◆ STATED EXERCISE: Write out all of the material below word for word, keeping every line as it appears.

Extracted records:
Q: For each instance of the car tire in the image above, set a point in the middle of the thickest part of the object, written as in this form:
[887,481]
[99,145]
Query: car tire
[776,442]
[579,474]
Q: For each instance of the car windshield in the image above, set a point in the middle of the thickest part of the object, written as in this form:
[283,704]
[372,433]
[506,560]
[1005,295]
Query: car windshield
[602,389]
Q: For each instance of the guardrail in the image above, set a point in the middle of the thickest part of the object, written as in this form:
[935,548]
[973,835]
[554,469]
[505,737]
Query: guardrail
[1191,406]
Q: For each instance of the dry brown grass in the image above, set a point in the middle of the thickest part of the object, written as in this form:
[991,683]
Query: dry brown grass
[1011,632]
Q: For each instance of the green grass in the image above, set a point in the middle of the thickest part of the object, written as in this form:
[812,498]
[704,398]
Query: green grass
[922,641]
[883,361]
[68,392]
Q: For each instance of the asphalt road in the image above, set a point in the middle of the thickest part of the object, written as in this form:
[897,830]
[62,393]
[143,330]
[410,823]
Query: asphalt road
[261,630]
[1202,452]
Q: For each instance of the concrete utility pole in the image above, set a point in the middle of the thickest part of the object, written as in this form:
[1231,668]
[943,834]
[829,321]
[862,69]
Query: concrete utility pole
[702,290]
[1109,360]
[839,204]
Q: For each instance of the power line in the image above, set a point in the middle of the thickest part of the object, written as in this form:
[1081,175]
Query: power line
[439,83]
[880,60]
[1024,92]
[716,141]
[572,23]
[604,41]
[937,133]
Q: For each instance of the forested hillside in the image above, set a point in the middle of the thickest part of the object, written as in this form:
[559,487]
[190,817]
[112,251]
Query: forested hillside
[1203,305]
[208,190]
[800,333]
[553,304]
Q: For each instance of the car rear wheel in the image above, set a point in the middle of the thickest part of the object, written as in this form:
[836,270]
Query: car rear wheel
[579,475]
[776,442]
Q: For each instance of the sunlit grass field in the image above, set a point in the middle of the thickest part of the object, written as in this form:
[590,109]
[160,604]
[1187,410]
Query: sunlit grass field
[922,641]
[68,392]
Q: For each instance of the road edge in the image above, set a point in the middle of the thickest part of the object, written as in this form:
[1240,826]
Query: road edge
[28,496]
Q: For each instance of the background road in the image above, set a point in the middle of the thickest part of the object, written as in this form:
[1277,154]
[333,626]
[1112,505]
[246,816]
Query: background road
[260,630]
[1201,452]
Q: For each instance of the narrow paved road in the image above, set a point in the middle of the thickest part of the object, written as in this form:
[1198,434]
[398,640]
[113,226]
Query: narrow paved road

◆ TASK SOLUTION:
Q: For each instance of the car tire in the image above, set a point in the middle of the thickest part of the object, written as in this form:
[887,481]
[99,145]
Query: car tire
[776,442]
[579,474]
Q: For each instance of the car windshield in the image above, set a point in the middle of the thickest part of the object, written as in this form:
[283,704]
[372,433]
[506,560]
[1005,295]
Query: car windshield
[602,389]
Q: For each instance of the guardrail in the image above, set a point in the middle of the thickest part of the object, written as in this form:
[935,548]
[973,835]
[554,469]
[505,737]
Query: guardrail
[1191,406]
Q: For each instance of the dry brown grass in the image above, set a point in the middle of the thickest part of the object, written as in this form:
[991,683]
Query: dry brown grass
[1011,632]
Q: For each instance of the green grass in the image above, set a point in the middle of the thickest part of the object, written as in this form:
[812,498]
[704,398]
Query: green grass
[922,641]
[883,361]
[68,392]
Q: For each instance of the asphalt road in the image above, set a point in the middle of the thickest part of the object, written as in this form:
[897,830]
[62,393]
[143,330]
[410,823]
Query: asphalt road
[261,630]
[1202,452]
Q: For each instance of the concrete utility pole in the image above, set a point in the middle of the thickest part of the object, written as in this form:
[1231,668]
[943,834]
[829,321]
[862,69]
Query: concrete utility pole
[702,290]
[1109,360]
[839,204]
Q: For each instance of the power line in the image above, set a point in the middle of the thickest part of the object, written as in this form:
[1081,175]
Query: power line
[439,83]
[880,60]
[1024,92]
[716,141]
[572,23]
[604,41]
[937,133]
Q: For each instance of the forested hillside in the image above, set a point in the middle of the thickest part of the object, written as in this form:
[559,487]
[190,817]
[112,251]
Query: forested hillside
[1203,305]
[208,190]
[800,333]
[553,304]
Q: For each instance of the car rear wheel in the image above, set a point in the middle of the thickest part of the object, written as in this form:
[836,270]
Query: car rear wheel
[579,475]
[776,442]
Q: For each instance of the sunlit grass field in the image above, set a point in the middle of the thickest part of the object, written as in this form:
[590,109]
[160,604]
[1187,410]
Query: sunlit grass field
[922,641]
[68,392]
Q: For each instance of the road edge in the image above, set a point in the middle of the thickest part of the object, written as in this form:
[1240,826]
Query: road edge
[28,496]
Q: For each instance of the background road in the image above, set a point in the middle of the thickest part of the object, written as in this form:
[1277,154]
[333,626]
[1112,505]
[246,816]
Query: background road
[260,630]
[1201,452]
Q: For each instance of the narrow paved road in the image above, set a point in the middle of the thickest part of the object, written as in this form:
[1198,434]
[398,640]
[113,226]
Query: narrow paved road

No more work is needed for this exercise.